Last updated on January 9, 2023
Azusa, Lost but Seeking | Illustration by Winona Nelson
Mono green control is an interesting archetype to build a deck around. Lots of the best control cards are in white or blue, with black also having control in the form of removal and discard. Green, on the other hand, isn’t as known for its control spells. But that doesn’t mean you can’t build a mono green control deck! You just need to get a little creative.
I chose to go with Azusa, Lost but Seeking as my commander for this deck because there are plenty of great things to do with its ability. The extra mana makes it easier for you to get a leg up on the competition, and you can take advantage of landfall abilities. There are also some fun interactions you can set up with certain cards that you can play repeatedly.
There are a few different methods when it comes to the control aspect of this deck, but none are very friendly. You have some artifact and enchantment removal, but lots of your control comes from stax cards like Torpor Orb. You also have some land destruction methods and some creative ways to make them more effective. Given the nature of this deck, it may be worth having a Rule 0 discussion before you try it out unless you know your playgroup is okay with stax.
But that’s enough preamble, let’s get to the deck!

• [Given material]
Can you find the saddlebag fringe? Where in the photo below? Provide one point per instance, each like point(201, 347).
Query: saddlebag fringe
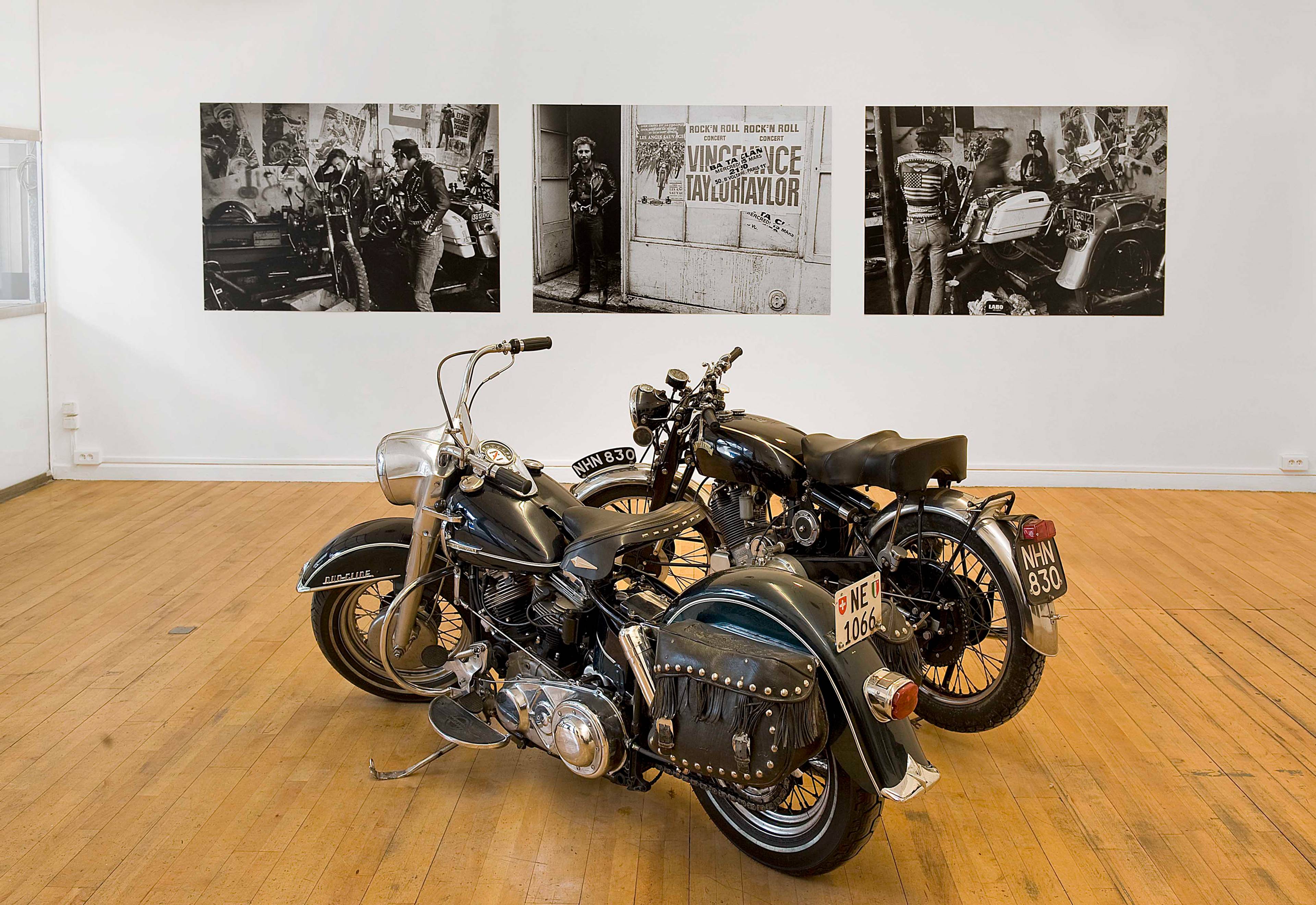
point(799, 724)
point(733, 708)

• [Work to complete]
#1 In the article on mono green control, which card is chosen as the commander?
#2 Carry the article on mono green control forward from its final sentence.

• [Results of the exercise]
#1 Azusa, Lost but Seeking.

#2
Tireless Tracker | Illustration by Eric Deschamps
Dryad of the Ilysian Grove
Emrakul, the Promised End
Kogla, the Titan Ape
Oracle of Mul Daya
Titania, Nature’s Force
Titania, Protector of Argoth
Vorinclex, Voice of Hunger
Arch of Orazca
Boseiju, Who Endures
Eye of Ugin
Field of the Dead
Maze of Ith
Mouth of Ronom
Sanctum of Ugin
Snow-Covered Forest x13
Temple of the False God
Tree of Tales
Yavimaya, Cradle of Growth
This deck has a couple of goals. Earlier in the game you should look to slow down your opponents and make sure that you’re staying ahead of them. You can do that with cards like Sphere of Resistance, which will be less effective against you because you can play more lands than your opponents. You also have more lands than you normally would in a deck ensuring that you get the most out of Azusa, Lost but Seeking and cards like Scapeshift.
Cards with landfall abilities like Scute Swarm and Horn of Greed are very strong in this deck. Ultimately you want to work your way up to casting Emrakul, the Promised End, which can have a big impact on the game.
You can also easily get Marit Lage out with Dark Depths thanks to how easily you can find specific lands in this deck. These big fliers can help you close out a game, and you’re likely get to your endgame before your opponents thanks to your stax abilities.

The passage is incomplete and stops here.